Selected passage:
Kindness in love is expressed by generosity. 'True love gives and does not expect a reward', Br. Rucinski thinks. 'Sometimes love is ill from jealousy. It happens when you love only because your beloved belongs to you. The danger appears when you want to escape from such love. Then this love annoys you and it will take revenge and will destroy you... until it consumes you because love consumes and shares only with nobody'. Eleni is of the same opinion. 'Some people can treat another person as if he was their property. Such love can turn out to be fatal', says the well-known pop singer.

Joy in someone's existence

In the most famous Hymn of love St Paul wrote that love never seeks its own advantage. This is the key to love, which we call 'personalistic love' today. Since to love is not to accept only this side of another person which suits us. Then we would love ourselves in other people. 'You always say that you love. You miss...You rejoice...You...you and you... and what about me? And where is we?' Br. Rucinski asks. Love cannot have any egoism. It is joy in someone's being. 'In love I believe in acknowledging otherness, in delight at another person', says Prof. Barbara Skarga in one of her interviews. 'When you want to make another person be like you, your love is shallow and most often ends tragically' Prof. Skarga stresses.
Love means being able to forgive - love does not store up grievances. 'Write on the sand the offence you meet, but carve in the granite stone the good you meet', writes Br. Rucinski. He thinks that forgiveness does not only heal the person we ask forgiveness for, but also us, those who ask for forgiveness. The fact that love does not rejoice at wrongdoing, but finds its joy in the truth makes it last for ever. 'Love must be tested in fire like gold; only little love crumbles in a test of fire. Great love is purified and flames up' Cardinal Wyszynski claimed. Therefore, 'purified' love endures all things and can only be strengthened by all failures. 'Love is transcendental. It goes beyond our earthy existence', Br. Rucinski says. According to him 'love flies through death like through a garden gate...leaving time, space, clocks and calendars on this side'.

Task set:
1. Name every person whom the passage on love quotes or cites by name.
2. Reproduce the passage on love from "Kindness in love" up to and including "well-known pop singer.", word for word.
3. Carry on the passage on love from its final sentence.

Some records

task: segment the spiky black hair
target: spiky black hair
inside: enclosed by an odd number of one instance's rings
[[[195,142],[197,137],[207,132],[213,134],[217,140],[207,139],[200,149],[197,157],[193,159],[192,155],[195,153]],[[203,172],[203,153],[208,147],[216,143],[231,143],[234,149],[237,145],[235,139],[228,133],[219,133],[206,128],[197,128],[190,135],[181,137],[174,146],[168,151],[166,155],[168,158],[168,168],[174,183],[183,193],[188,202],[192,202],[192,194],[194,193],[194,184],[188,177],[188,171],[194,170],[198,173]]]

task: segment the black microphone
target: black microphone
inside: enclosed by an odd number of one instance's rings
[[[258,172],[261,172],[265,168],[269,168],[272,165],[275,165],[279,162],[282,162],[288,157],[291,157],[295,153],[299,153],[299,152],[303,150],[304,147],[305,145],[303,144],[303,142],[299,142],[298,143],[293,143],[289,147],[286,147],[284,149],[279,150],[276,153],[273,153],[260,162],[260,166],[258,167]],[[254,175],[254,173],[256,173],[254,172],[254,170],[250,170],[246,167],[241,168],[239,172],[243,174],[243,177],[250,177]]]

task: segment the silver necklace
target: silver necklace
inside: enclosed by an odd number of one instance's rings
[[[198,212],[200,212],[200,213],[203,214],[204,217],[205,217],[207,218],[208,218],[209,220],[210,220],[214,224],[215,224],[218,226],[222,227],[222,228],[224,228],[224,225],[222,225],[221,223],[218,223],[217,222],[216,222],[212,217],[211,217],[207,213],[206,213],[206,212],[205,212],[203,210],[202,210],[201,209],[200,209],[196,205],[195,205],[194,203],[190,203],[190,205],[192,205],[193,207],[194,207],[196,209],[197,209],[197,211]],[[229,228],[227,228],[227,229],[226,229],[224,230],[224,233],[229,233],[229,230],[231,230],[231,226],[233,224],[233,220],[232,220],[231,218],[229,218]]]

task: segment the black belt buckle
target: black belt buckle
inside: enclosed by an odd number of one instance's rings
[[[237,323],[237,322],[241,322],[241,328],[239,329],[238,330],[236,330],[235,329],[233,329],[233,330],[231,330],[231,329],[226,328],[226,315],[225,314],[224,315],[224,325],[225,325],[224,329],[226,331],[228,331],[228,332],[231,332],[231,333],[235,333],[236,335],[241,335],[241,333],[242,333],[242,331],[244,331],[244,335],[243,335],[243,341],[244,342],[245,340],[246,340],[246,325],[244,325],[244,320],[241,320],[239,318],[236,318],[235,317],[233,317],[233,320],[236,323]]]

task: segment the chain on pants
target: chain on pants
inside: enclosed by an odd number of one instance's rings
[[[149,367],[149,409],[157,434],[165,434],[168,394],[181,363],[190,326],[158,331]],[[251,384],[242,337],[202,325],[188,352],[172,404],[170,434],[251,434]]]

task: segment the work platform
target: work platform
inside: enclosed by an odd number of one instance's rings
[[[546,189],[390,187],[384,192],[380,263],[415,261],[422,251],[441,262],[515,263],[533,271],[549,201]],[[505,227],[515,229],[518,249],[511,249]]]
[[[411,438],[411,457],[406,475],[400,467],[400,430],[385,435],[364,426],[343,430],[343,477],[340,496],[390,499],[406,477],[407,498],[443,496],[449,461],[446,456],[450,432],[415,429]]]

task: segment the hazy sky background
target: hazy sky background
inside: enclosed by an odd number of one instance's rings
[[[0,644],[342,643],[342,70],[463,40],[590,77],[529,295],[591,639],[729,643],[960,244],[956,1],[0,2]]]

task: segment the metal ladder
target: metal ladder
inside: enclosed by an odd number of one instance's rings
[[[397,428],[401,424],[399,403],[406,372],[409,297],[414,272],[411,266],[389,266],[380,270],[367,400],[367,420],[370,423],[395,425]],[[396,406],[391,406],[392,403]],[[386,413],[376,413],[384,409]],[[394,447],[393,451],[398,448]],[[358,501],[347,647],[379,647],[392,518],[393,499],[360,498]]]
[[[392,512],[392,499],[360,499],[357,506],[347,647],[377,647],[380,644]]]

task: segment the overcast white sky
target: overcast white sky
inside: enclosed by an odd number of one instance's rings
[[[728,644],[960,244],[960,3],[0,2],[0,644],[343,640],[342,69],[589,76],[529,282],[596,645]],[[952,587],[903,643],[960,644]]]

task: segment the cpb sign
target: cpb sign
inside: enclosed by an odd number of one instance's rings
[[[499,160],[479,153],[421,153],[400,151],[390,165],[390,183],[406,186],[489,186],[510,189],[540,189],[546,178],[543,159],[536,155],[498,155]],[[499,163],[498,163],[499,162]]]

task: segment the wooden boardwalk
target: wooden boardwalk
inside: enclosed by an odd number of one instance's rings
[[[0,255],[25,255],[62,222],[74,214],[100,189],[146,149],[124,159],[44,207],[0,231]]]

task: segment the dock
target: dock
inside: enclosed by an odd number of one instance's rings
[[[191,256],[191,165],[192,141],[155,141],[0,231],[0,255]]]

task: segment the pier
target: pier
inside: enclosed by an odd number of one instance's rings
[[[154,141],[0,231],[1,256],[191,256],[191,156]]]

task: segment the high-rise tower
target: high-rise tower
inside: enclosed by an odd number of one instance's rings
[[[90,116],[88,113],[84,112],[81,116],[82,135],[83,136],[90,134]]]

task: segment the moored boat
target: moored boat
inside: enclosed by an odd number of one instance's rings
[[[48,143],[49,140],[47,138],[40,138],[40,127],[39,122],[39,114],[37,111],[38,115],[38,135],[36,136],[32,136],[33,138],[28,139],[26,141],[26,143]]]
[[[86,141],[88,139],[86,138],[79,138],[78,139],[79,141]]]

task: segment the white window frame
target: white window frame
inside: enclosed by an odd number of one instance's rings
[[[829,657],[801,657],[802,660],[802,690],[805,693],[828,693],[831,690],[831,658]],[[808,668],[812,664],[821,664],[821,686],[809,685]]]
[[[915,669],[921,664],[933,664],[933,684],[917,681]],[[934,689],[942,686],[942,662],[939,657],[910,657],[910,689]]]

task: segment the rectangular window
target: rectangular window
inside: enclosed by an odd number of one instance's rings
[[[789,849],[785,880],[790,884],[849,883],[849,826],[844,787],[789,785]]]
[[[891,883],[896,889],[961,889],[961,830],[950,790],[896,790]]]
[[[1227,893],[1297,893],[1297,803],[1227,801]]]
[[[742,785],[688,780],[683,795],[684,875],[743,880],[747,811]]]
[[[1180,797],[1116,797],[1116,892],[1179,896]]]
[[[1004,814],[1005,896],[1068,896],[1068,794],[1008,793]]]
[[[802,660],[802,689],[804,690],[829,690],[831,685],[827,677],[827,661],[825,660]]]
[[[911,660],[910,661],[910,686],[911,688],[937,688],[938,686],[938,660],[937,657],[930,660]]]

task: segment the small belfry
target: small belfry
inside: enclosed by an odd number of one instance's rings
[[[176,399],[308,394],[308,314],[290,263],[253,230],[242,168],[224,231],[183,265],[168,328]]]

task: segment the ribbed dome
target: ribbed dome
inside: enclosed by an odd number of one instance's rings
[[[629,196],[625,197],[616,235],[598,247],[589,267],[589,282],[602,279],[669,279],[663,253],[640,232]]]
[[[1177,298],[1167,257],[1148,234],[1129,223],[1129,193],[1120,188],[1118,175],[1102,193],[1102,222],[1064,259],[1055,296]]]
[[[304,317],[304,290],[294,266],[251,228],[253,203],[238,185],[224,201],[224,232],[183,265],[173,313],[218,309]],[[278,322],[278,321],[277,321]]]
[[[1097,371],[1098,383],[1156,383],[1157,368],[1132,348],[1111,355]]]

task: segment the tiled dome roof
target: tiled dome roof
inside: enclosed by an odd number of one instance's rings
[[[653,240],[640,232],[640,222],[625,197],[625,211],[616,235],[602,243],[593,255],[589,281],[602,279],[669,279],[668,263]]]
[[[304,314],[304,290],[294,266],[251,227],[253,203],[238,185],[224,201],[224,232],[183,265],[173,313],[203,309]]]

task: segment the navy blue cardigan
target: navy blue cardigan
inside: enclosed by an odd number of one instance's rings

Outputs in order:
1.
Br. Rucinski
Eleni
St Paul
Prof. Barbara Skarga
Cardinal Wyszynski

2.
Kindness in love is expressed by generosity. 'True love gives and does not expect a reward', Br. Rucinski thinks. 'Sometimes love is ill from jealousy. It happens when you love only because your beloved belongs to you. The danger appears when you want to escape from such love. Then this love annoys you and it will take revenge and will destroy you... until it consumes you because love consumes and shares only with nobody'. Eleni is of the same opinion. 'Some people can treat another person as if he was their property. Such love can turn out to be fatal', says the well-known pop singer.

3.
One loves for nothing

'My God, life is not only to take it. Life is not to continue idly. And to live one must give oneself', we often hear Stanislaw Sojka sing these words. Love does not only mean receiving but also giving. St Paul tells us that true love 'never seeks its own advantage'. In his teaching John Paul II also repeated that giving is important to love. 'It never happens that man who does good is only a benefactor himself. At the same time he receives good, the good another person receives with love', stresses the Holy Father. Therefore, the Pope always emphasized the act of unselfish gift. He thought that only true love could stop one person from abusing the other. He used to convince us that we were also beneficiaries of our love for others. Antoine de Saint-Exupery, the author of 'The Little Prince', explained that truth about love. Once he said that 'true love is never worn out. The more love you give the more love you have. True love begins when you do not expect any reward', writes Antoine de Saint-Exupery. Fr Jan Twardowski expressed similar beliefs almost through his whole life. He claimed that 'one does not love for anything but in spite of everything, one loves for nothing'. According to John Paul II people often call love what has nothing to do with it. 'Selfishness was called love. This is extremely false', the Pope stressed. 'Since love is a selfish gift of oneself. This is dynamism which cuts the ties of our egoism', the Holy Father added. Love is not given once for all. Like faith love undergoes constant and dynamic evolution. 'Since love is never something ready, something that is only 'given' to woman and man, but is always something given as a task', wrote Karol Wojtyla in the 1960s. 'In a way love never 'is' but 'becomes', the future Pope wrote in his book 'Love and Responsibility'.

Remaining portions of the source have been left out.